• **TEXT**
# AIDL_B_AS01 - Signal Processing, Pattern Recognition and Machine Learning
## Assignment #1 - Features Extraction for Classification
### Human Activity Recognition Using Smartphones

**Dataset:** https://archive.ics.uci.edu/ml/datasets/human+activity+recognition+using+smartphones

**Goal:** Recognize human activity (6 classes) from sensor readings

---
1. DATA INSPECTION AND ACQUISITION
---

In [None]:
# 1.1 Import required libraries
# - numpy, pandas, matplotlib, scipy, etc.


In [None]:
# 1.2 Load specific sensor data files
# Training data (7352 x 128):
#   - body_acc_x_train.txt
#   - total_acc_x_train.txt
#   - body_gyro_x_train.txt
# Testing data (2947 x 128):
#   - body_acc_x_test.txt
#   - total_acc_x_test.txt
#   - body_gyro_x_test.txt


In [None]:
# 1.3 Load labels
#   - y_train.txt (activity labels for training)
#   - y_test.txt (activity labels for testing)


In [None]:
# 1.4 Data visualization and exploration
# - Display sample signals
# - Check data dimensions
# - Verify data format and ranges


---
2. YULE-WALKER LINEAR PREDICTION
---

In [None]:
# 2.1 Select 10 random samples from body_acc_x_train.txt
# - Randomly choose 10 vectors of 128 samples


In [None]:
# 2.2 Implement Yule-Walker linear prediction
# - Use Yule-Walker equations to calculate AR coefficients
# - Predict current sample based on p previous samples


In [None]:
# 2.3 Find optimal order p
# - Test different orders starting from p=2
# - Calculate prediction error for each order
# - Compute average error over all 10 cases
# - Select p that minimizes average error


In [None]:
# 2.4 Visualization
# - Plot original vs predicted data for best order p
# - Show one example from the 10 random vectors


2.5 Analysis Questions

Q1: What happens when p is too high?

Answer:

Q2: How is linear prediction related to AR modeling? When is the output of a linear predictor an AR process?

Answer:

---
3. KNN ALGORITHM IMPLEMENTATION
---

In [None]:
# 3.1 Implement KNN classifier from scratch
# - Calculate Euclidean distance between test and train samples
# - Find K nearest neighbors
# - Perform majority voting for classification

def euclidean_distance(x1, x2):
    """
    Calculate Euclidean distance between two vectors
    """
    pass

def knn_classifier(X_train, y_train, X_test, k=3):
    """
    Implement KNN classification
    """
    pass


In [None]:
# 3.2 Implement accuracy metric
# - Total accuracy = (# correctly classified) / (# total instances) * 100%

def calculate_accuracy(y_true, y_pred):
    """

• **DATA BLOCK**
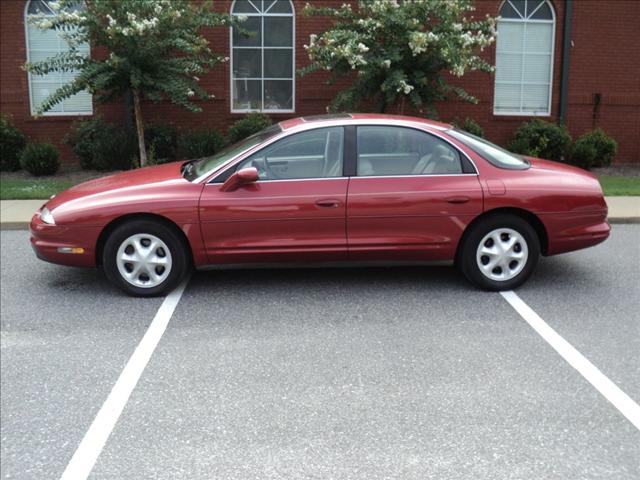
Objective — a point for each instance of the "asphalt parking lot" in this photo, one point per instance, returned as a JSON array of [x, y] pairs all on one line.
[[325, 373]]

• **PROBLEMS**
1. Answer from the activity recognition assignment, one line each:
(a) What are the dimensions of the training data files?
(b) From which order does testing of p begin?
(c) What formula gives total accuracy?
2. Using the activity recognition assignment, explain in one to three sentences how the optimal order p is chosen.
3. Continue the activity recognition assignment from where it stops.

• **EXPECTED ANSWERS**
1.
(a) 7352 x 128
(b) p=2
(c) (# correctly classified) / (# total instances) * 100%

2. Different orders are tested starting from p=2, and the prediction error is calculated for each order. The error is averaged over all 10 random cases. The order that minimizes this average error is selected.

3.
    Calculate classification accuracy
    """
    pass


---
4. KNN BENCHMARK (RAW DATA)
---

In [None]:
# 4.1 Perform KNN on raw data
# - Use all 3 sensor files (body_acc_x, total_acc_x, body_gyro_x)
# - Set K=3
# - Use Euclidean distance metric


In [None]:
# 4.2 Report baseline accuracy
# - Calculate and report total classification accuracy
# - This serves as benchmark for comparison


---
5. KNN DATA PRE-PROCESSING (NORMALIZATION)
---

In [None]:
# 5.1 Implement normalization methods
# Options to consider:
#   - Zero mean and unit standard deviation (z-score)
#   - Range normalization to [0, 1] (min-max scaling)
#   - Global mean subtraction and global std division

def normalize_zscore(X_train, X_test):
    """
    Z-score normalization
    """
    pass

def normalize_minmax(X_train, X_test):
    """
    Min-max normalization to [0, 1]
    """
    pass


In [None]:
# 5.2 Apply normalization to training and test data
# - Normalize both train and test sets consistently


In [None]:
# 5.3 Perform KNN with K=3 on normalized data
# - Calculate classification accuracy


5.4 Comparison with Benchmark

Discuss improvement (or lack thereof) compared to raw data:

---
6. SELECTING MOST IMPORTANT TRAINING SET
---

In [None]:
# 6.1 Analyze importance of each sensor type
# - body_acc_x: Body acceleration (x-axis)
# - total_acc_x: Total acceleration (x-axis)
# - body_gyro_x: Body gyroscope (x-axis)


6.2 Selection and Justification

Selected two most important files:
1. 
2. 

Justification:

In [None]:
# 6.3 Create reduced training and test sets
# - Use only the selected two sensor types


---
7. KNN FEATURES DESIGN
---

In [None]:
# 7.1 Feature Configuration A: LPC Coefficients
# - Use Linear Prediction Coding coefficients from step 2
# - Extract p coefficients (from optimal order)
# - Maximum feature vector length: 32

def extract_lpc_features(X, order):
    """
    Extract LPC coefficients as features
    """
    pass


In [None]:
# 7.2 Feature Configuration B: Time Domain Features
# Possible features:
#   - Mean, Standard deviation, Variance
#   - Minimum, Maximum, Range
#   - Median, Quartiles
#   - Zero-crossing rate
#   - Mean crossing rate
#   - Skewness, Kurtosis
#   - Energy, Entropy
#   - Signal magnitude area

def extract_time_features(X):
    """
    Extract time domain features
    """
    pass


In [None]:
# 7.3 Feature Configuration C: Frequency Domain Features
# - Apply FFT to each signal
# - Extract features from frequency spectrum:
#   * Spectral energy
#   * Spectral entropy
#   * Dominant frequency
#   * Spectral centroid
#   * Power spectral density features
#   * Frequency bands energy

def extract_frequency_features(X):
    """
    Extract frequency domain features using FFT
    """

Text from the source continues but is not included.